**About this task:**
Return the data below unaltered, but strip out the pictures.

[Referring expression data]
--- --- ---

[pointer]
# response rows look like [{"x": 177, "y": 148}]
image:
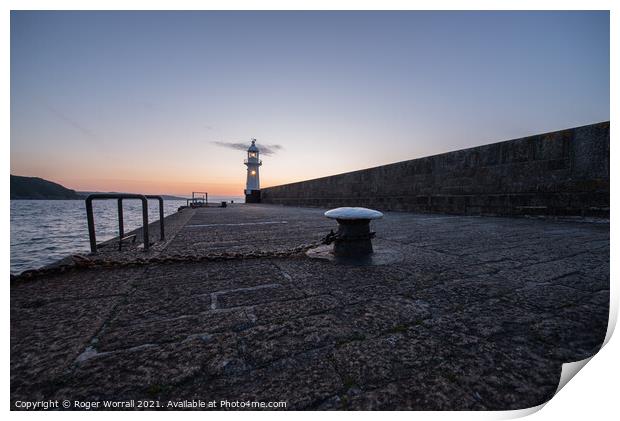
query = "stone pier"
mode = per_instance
[{"x": 479, "y": 313}]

--- --- ---

**Task solution:**
[pointer]
# response rows look like [{"x": 177, "y": 148}]
image:
query = "stone pier"
mode = per_instance
[{"x": 479, "y": 313}]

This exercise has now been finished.